Image of the Month

Figure 1: Zoomed 5 nm image. Using Fourier filtering of the larger raw image, the superlattice is removed, and only the crystal lattice remains. Specifically, in filtering, we selected all of the crystallographic Bragg peaks connected by reciprocal lattice vectors appearing in the FFT. (PHYSICAL REVIEW B 93, 045430 (2016))

We use scanning tunneling microscopy to study the lithium molybdenum purple bronze (Li0.9Mo6O17) at room temperature. Our measurements allow us to identify the single-crystal cleave plane and show that it is possible to obtain clean cleaved surfaces reflecting the crystal structure without the complications of nanoscale surface disorder. In addition to the crystal lattice, we observe a coexisting discommensurate superlattice with wave vectors q = 0.5a^∗ ± 0.25b^∗. We propose that the origin of the superstructure is a surface reconstruction that is driven by cleaving along a crystal plane that contains in-plane MoO₄ tetrahedra connected to out-of-plane MoO₆ octahedra through corner-sharing oxygens. When combined with spectroscopic measurements, our studies show a promising avenue through which to study the complex physics within Li_0.9Mo₆O₁₇.

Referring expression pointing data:
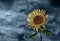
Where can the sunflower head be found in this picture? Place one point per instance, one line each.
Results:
(37, 18)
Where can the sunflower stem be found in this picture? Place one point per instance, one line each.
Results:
(41, 36)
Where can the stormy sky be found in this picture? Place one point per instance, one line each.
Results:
(13, 15)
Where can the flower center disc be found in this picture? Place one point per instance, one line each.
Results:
(38, 20)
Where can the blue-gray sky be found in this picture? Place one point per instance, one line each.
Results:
(13, 14)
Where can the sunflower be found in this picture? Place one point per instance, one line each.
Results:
(37, 18)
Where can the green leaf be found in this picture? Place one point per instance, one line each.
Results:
(34, 36)
(48, 33)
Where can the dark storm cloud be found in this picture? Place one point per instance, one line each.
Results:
(7, 3)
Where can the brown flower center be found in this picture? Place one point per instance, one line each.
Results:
(38, 20)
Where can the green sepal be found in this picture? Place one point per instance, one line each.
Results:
(34, 36)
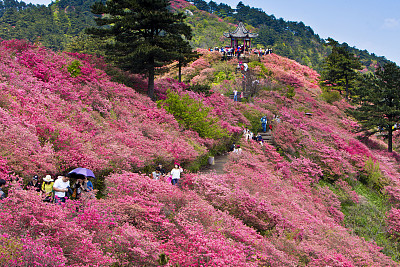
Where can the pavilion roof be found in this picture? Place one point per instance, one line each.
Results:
(240, 32)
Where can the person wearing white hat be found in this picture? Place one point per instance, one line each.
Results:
(60, 187)
(47, 188)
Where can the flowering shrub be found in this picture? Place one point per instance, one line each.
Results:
(267, 209)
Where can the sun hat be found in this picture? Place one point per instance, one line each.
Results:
(48, 178)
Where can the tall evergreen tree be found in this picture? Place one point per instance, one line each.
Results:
(377, 100)
(340, 68)
(143, 34)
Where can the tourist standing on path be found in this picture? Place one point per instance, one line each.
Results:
(176, 174)
(47, 189)
(264, 122)
(34, 184)
(61, 187)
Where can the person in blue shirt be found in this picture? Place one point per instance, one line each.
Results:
(89, 185)
(264, 123)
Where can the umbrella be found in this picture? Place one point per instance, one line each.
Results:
(82, 171)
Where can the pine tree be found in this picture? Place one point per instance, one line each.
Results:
(377, 100)
(340, 68)
(143, 34)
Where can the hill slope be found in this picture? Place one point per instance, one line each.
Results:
(60, 26)
(290, 208)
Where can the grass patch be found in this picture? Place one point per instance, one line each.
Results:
(367, 219)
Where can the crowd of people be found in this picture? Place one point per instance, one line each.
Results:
(172, 177)
(229, 52)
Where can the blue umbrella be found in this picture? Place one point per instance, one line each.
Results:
(82, 171)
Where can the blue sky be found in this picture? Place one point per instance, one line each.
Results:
(365, 24)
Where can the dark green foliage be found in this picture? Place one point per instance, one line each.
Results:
(192, 114)
(144, 34)
(200, 88)
(163, 259)
(330, 96)
(75, 68)
(377, 100)
(60, 26)
(340, 68)
(53, 26)
(290, 39)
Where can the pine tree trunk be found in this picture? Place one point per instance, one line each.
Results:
(390, 139)
(150, 85)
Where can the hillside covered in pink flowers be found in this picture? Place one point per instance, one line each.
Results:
(321, 195)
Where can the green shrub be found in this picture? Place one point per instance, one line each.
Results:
(192, 114)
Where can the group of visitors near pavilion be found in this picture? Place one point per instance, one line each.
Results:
(55, 190)
(59, 189)
(230, 52)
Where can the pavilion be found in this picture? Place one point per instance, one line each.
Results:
(241, 35)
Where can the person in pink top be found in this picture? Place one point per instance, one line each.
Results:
(176, 174)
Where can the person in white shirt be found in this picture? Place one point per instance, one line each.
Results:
(61, 187)
(176, 174)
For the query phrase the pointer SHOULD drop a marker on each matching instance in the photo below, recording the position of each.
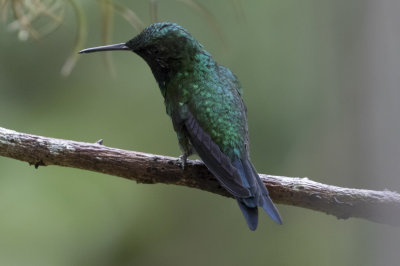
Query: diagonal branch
(377, 206)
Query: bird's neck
(164, 72)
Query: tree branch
(377, 206)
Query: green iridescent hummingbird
(204, 102)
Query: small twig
(377, 206)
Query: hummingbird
(204, 101)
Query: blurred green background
(321, 83)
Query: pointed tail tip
(271, 210)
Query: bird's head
(165, 46)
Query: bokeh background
(321, 82)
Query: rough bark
(377, 206)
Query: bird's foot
(183, 159)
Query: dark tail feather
(267, 203)
(259, 193)
(250, 214)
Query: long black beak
(112, 47)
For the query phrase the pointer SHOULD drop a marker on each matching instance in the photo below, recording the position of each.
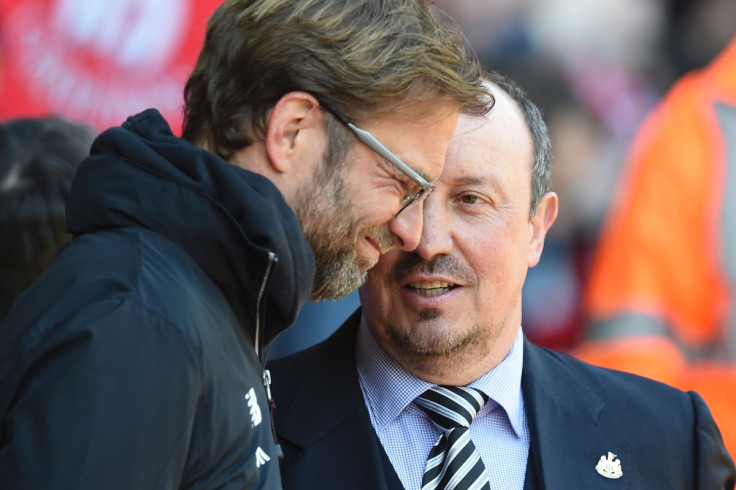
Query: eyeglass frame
(425, 187)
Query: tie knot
(451, 406)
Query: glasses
(425, 187)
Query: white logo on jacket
(255, 410)
(261, 457)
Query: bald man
(431, 384)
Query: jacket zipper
(272, 260)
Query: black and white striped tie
(453, 462)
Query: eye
(407, 199)
(470, 199)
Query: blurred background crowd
(596, 69)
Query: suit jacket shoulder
(321, 419)
(578, 413)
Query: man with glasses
(431, 385)
(133, 362)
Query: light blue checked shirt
(499, 431)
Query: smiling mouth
(430, 288)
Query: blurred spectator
(662, 291)
(38, 158)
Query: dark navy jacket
(665, 439)
(130, 363)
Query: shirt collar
(388, 388)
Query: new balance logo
(255, 410)
(261, 457)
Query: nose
(436, 238)
(407, 228)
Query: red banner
(98, 62)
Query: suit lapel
(563, 416)
(332, 425)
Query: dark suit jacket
(664, 438)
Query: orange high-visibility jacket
(661, 295)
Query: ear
(295, 130)
(541, 222)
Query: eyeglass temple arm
(378, 147)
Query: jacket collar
(234, 223)
(332, 412)
(563, 415)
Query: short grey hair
(542, 165)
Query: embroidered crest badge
(609, 467)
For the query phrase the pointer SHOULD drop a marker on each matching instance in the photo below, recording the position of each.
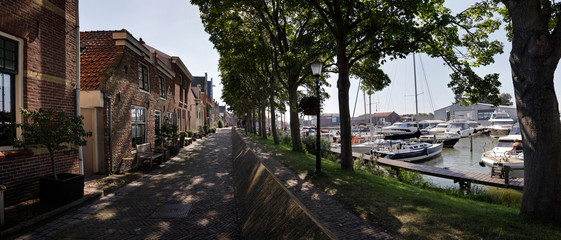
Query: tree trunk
(294, 120)
(538, 113)
(263, 124)
(273, 120)
(343, 85)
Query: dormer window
(143, 77)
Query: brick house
(37, 70)
(196, 109)
(139, 83)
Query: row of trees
(266, 47)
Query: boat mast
(416, 104)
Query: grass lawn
(407, 211)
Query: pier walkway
(462, 177)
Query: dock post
(506, 173)
(471, 143)
(2, 189)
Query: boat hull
(516, 167)
(446, 142)
(418, 155)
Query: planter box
(67, 188)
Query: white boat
(500, 156)
(408, 151)
(461, 127)
(439, 129)
(447, 140)
(501, 123)
(426, 125)
(367, 147)
(400, 130)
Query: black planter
(67, 188)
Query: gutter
(80, 153)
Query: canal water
(461, 158)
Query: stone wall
(266, 207)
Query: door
(89, 153)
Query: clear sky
(174, 27)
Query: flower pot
(67, 188)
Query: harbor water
(461, 158)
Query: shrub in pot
(55, 131)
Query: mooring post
(2, 189)
(506, 173)
(471, 143)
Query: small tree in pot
(55, 131)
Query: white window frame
(18, 86)
(140, 76)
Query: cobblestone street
(190, 197)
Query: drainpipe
(80, 156)
(110, 134)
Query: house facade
(38, 69)
(132, 89)
(480, 112)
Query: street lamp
(316, 71)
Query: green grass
(408, 211)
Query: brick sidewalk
(342, 222)
(191, 197)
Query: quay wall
(267, 208)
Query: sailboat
(409, 151)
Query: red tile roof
(99, 53)
(161, 55)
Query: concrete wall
(266, 207)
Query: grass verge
(407, 211)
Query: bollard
(2, 189)
(506, 170)
(471, 142)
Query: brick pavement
(197, 181)
(341, 221)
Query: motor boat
(500, 156)
(438, 129)
(426, 125)
(447, 140)
(367, 147)
(501, 123)
(461, 127)
(400, 130)
(408, 151)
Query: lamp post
(316, 71)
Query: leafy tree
(368, 33)
(506, 99)
(535, 30)
(53, 130)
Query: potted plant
(55, 131)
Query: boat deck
(462, 177)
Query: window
(138, 116)
(185, 86)
(169, 118)
(162, 87)
(143, 81)
(180, 88)
(8, 70)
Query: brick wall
(49, 80)
(125, 82)
(267, 208)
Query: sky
(175, 28)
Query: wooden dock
(462, 177)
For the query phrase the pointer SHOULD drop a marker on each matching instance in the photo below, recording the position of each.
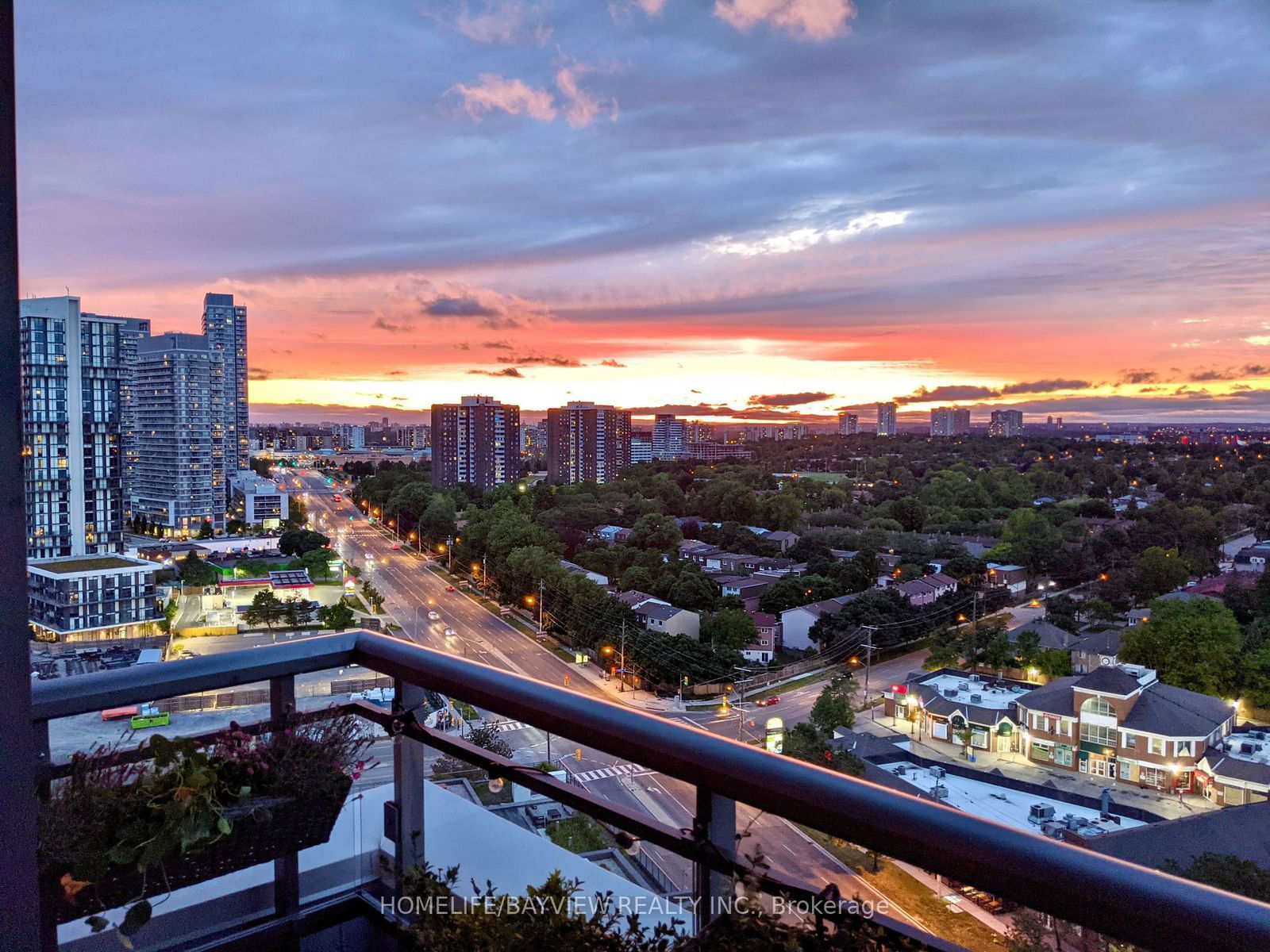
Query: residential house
(1121, 723)
(573, 569)
(1237, 770)
(927, 589)
(749, 589)
(666, 619)
(783, 539)
(1014, 578)
(944, 704)
(768, 640)
(611, 535)
(797, 622)
(1253, 559)
(1049, 638)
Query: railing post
(714, 831)
(286, 869)
(408, 780)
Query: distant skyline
(743, 209)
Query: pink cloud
(581, 108)
(803, 19)
(503, 23)
(512, 97)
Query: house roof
(1222, 765)
(1109, 681)
(1049, 636)
(660, 609)
(1236, 831)
(1102, 643)
(1054, 697)
(1176, 712)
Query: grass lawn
(579, 835)
(914, 898)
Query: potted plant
(114, 833)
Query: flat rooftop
(1001, 804)
(979, 693)
(89, 564)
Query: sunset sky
(742, 209)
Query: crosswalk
(502, 727)
(615, 771)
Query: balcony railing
(1121, 900)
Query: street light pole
(868, 666)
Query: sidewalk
(1016, 767)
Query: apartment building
(92, 598)
(668, 437)
(887, 425)
(181, 473)
(587, 443)
(1006, 423)
(950, 422)
(475, 441)
(225, 329)
(73, 460)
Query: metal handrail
(1109, 895)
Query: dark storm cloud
(1140, 378)
(1045, 386)
(391, 327)
(787, 399)
(948, 393)
(444, 306)
(530, 359)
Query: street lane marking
(615, 771)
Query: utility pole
(622, 685)
(869, 628)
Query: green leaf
(135, 918)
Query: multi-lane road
(412, 590)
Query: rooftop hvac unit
(1041, 812)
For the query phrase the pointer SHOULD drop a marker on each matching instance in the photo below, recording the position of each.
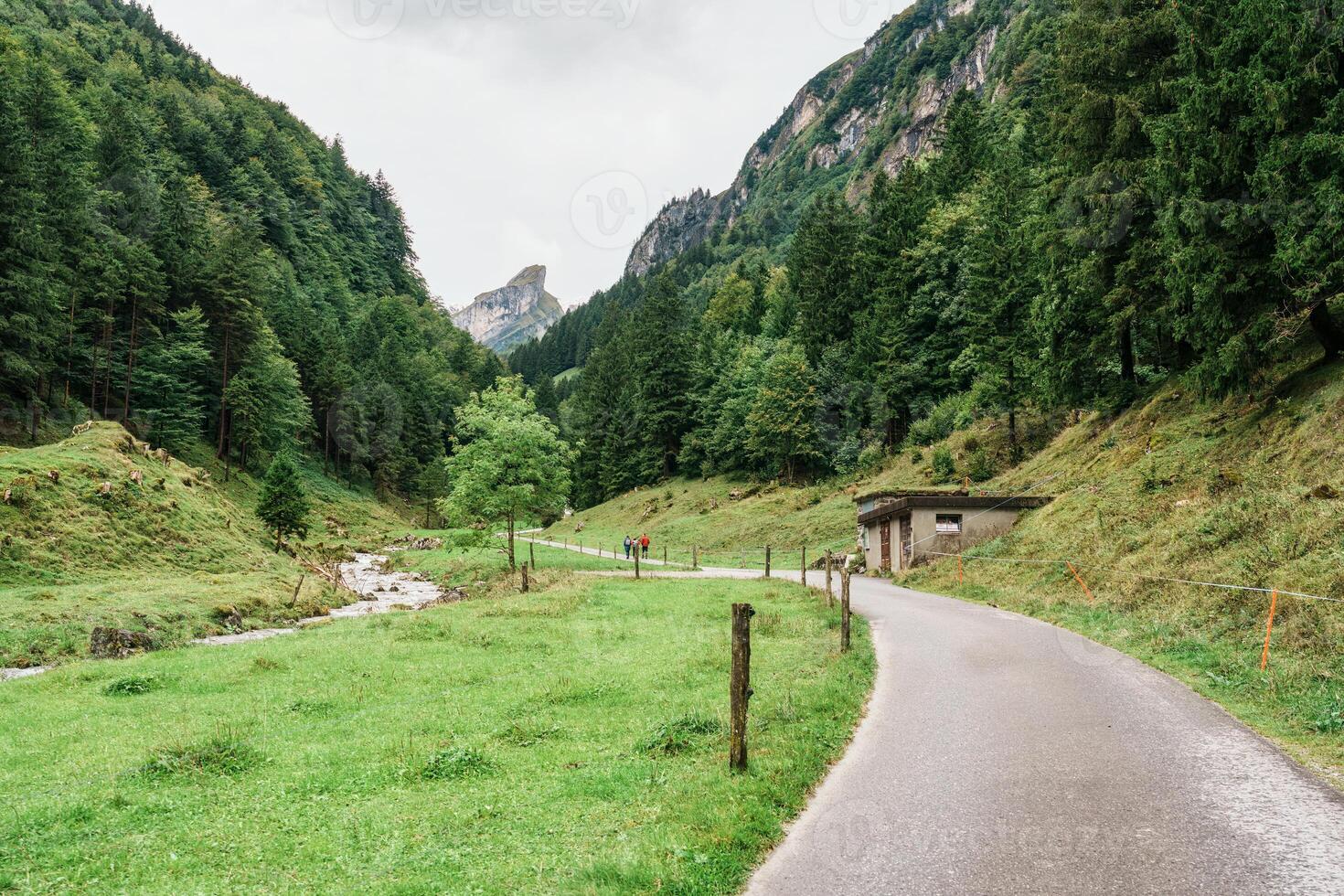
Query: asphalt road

- **PROBLEMS TO WORK ON**:
a) From the Image of the Month text, pull out the passage from "Figure 1: Zoomed" to "93, 045430 (2016))" word for word.
b) Turn the paragraph of the Image of the Month text that begins "We use scanning tunneling microscopy" into a short bulleted list of its main facts.
c) In the Image of the Month text, at what temperature was the purple bronze studied?

- **EXPECTED RESPONSES**:
a)
Figure 1: Zoomed 5 nm image. Using Fourier filtering of the larger raw image, the superlattice is removed, and only the crystal lattice remains. Specifically, in filtering, we selected all of the crystallographic Bragg peaks connected by reciprocal lattice vectors appearing in the FFT. (PHYSICAL REVIEW B 93, 045430 (2016))

b)
- Scanning tunneling microscopy was used to study the lithium molybdenum purple bronze (Li0.9Mo6O17) at room temperature.
- The measurements identify the single-crystal cleave plane.
- They show that clean cleaved surfaces reflecting the crystal structure can be obtained without nanoscale surface disorder.
- Besides the crystal lattice, a coexisting discommensurate superlattice with wave vectors q = 0.5a^∗ ± 0.25b^∗ was seen.
- The proposed cause of the superstructure is a surface reconstruction driven by cleaving along a plane where in-plane MoO₄ tetrahedra connect to out-of-plane MoO₆ octahedra through corner-sharing oxygens.
- Combined with spectroscopic measurements, these studies offer a promising way to study the complex physics within Li_0.9Mo₆O₁₇.

c) At room temperature.